→ AIM OF THE EXERCISE
Please repeat all of the lines that follow, exactly as written.
--- START RAW RECORDS ---
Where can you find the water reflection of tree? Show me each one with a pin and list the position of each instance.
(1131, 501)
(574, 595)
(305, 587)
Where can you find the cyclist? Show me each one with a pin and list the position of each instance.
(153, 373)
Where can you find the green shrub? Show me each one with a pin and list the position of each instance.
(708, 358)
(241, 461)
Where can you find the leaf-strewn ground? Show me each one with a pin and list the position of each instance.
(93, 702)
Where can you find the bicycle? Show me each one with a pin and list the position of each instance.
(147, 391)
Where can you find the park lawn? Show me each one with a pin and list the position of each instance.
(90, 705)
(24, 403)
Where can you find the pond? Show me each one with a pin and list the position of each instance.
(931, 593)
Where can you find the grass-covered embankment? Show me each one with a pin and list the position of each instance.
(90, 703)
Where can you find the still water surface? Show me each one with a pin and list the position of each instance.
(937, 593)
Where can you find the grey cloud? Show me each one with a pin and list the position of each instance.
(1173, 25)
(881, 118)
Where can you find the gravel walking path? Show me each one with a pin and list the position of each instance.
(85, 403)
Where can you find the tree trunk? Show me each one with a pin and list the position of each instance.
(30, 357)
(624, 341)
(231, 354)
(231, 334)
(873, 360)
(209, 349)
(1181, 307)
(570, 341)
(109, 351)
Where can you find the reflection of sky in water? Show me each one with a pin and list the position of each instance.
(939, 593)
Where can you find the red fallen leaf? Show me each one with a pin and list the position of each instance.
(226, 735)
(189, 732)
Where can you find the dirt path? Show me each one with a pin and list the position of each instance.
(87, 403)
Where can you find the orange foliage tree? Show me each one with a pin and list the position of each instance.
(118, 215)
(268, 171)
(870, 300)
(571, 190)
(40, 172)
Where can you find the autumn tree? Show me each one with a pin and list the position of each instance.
--- END RAW RECORDS ---
→ ANSWER TO THIS EXERCISE
Where can you find the water reflection of tree? Show me each one with a pin and list the position of each instance.
(1131, 501)
(574, 595)
(305, 587)
Where can you find the cyclist? Show me each one with a pin and list the position of each instance.
(153, 373)
Where can you find the green shrub? Show me each one with a pin and list the position of each instance.
(708, 358)
(241, 461)
Where can you find the leaf-strewn ground? Show me each one with a pin and list the position of each instance.
(93, 702)
Where can you find the bicycle? Show me each one with a pin and list the position of each instance.
(147, 391)
Where can you find the park lawn? Show me each one with a pin and list the position of each instance.
(90, 705)
(24, 403)
Where can you find the pond? Show me each one with a pin and list the position of each instance.
(931, 593)
Where can you find the grass-covered embankment? Show me each one with a pin and list the position of each instance.
(90, 703)
Where can you find the still water surface? Show me each one with a pin and list the position of each instance.
(937, 593)
Where can you find the grey cloud? Show me each one with a pin and list the position of each instance.
(1173, 25)
(881, 118)
Where can you find the gravel walking path? Show me each one with a pin and list the position of each instance.
(85, 403)
Where can you find the tree trunk? Show me each one with a pin and list the position of each instance.
(30, 357)
(624, 341)
(231, 354)
(231, 334)
(873, 360)
(209, 349)
(1181, 307)
(570, 341)
(109, 351)
Where can you find the reflection of sky in water? Show me each one with a pin and list the position of each instance.
(939, 593)
Where can you find the red fallen leaf? Show me each one with a pin and list the position of each instance.
(226, 735)
(189, 732)
Where can you find the dirt path? Show me each one with a pin and list the position of each instance.
(87, 403)
Where can you find the orange foliage tree? Show me each one with a pin and list the position of each instance.
(118, 215)
(268, 171)
(870, 300)
(571, 190)
(40, 172)
Where can you find the autumn tree? Show me each one with a pin and list the position of each instance.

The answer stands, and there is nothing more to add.